> _Information provided_
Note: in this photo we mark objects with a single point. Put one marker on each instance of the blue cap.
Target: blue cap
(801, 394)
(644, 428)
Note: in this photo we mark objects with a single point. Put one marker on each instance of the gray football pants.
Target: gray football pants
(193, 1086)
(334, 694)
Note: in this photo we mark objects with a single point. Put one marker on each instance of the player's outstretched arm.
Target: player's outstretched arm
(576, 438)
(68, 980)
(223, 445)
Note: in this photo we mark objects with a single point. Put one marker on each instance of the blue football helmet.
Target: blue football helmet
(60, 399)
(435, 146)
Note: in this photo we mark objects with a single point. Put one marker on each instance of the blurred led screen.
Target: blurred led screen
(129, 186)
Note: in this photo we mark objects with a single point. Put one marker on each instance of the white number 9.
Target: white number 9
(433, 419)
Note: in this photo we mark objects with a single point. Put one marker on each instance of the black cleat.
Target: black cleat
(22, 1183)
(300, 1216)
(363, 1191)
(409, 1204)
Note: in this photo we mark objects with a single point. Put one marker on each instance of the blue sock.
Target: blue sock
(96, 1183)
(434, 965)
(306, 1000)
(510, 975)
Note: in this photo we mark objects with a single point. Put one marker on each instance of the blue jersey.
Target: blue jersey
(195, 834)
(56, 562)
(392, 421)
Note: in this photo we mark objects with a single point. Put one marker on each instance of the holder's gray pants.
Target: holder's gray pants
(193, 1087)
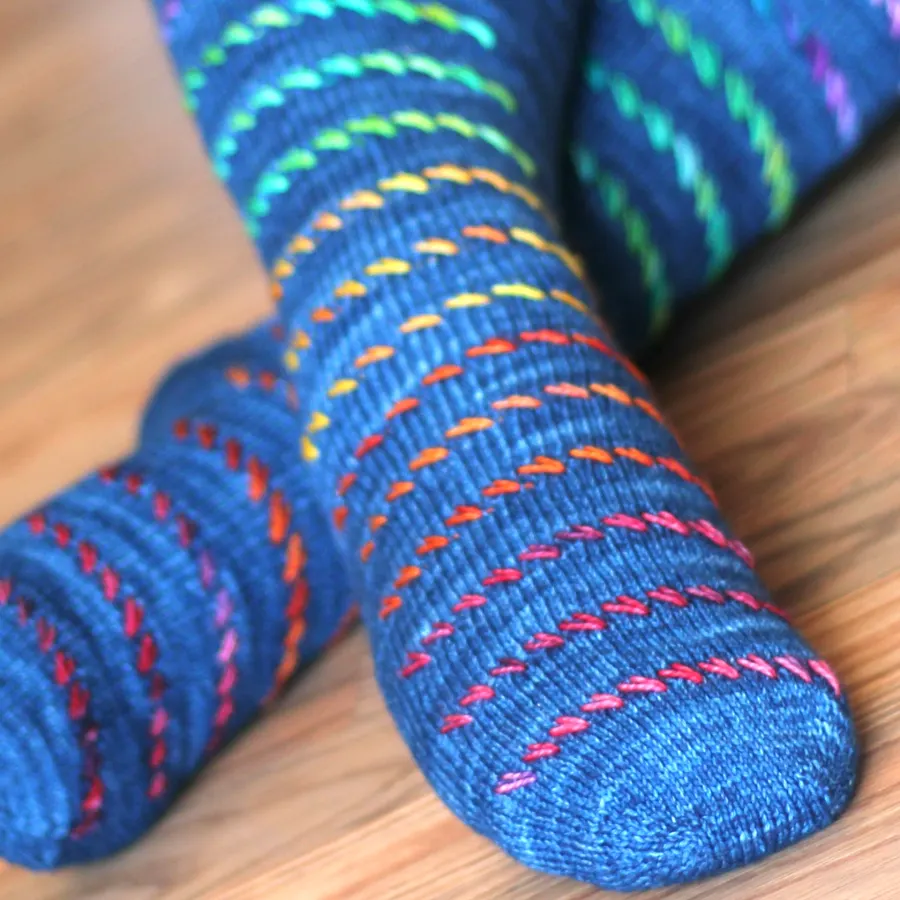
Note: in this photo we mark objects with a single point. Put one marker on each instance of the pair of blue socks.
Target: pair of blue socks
(441, 425)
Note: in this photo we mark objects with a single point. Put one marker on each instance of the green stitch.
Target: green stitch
(224, 146)
(691, 172)
(274, 180)
(638, 237)
(742, 104)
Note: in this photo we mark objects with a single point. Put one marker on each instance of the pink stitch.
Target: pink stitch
(565, 726)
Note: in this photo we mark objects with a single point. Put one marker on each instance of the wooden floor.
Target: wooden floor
(118, 252)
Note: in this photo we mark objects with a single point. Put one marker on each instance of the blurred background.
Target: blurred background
(119, 252)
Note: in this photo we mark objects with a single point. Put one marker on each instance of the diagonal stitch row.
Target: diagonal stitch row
(659, 683)
(542, 553)
(274, 94)
(87, 729)
(87, 557)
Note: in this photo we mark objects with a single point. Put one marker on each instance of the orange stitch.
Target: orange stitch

> _Task objective_
Which of the lines above hold the string "orange"? Pick each of them out.

> _Completed exercise_
Note: in this photo we mark objects with a single point. Put one marker on each instance of the orange stitch.
Target: orange stitch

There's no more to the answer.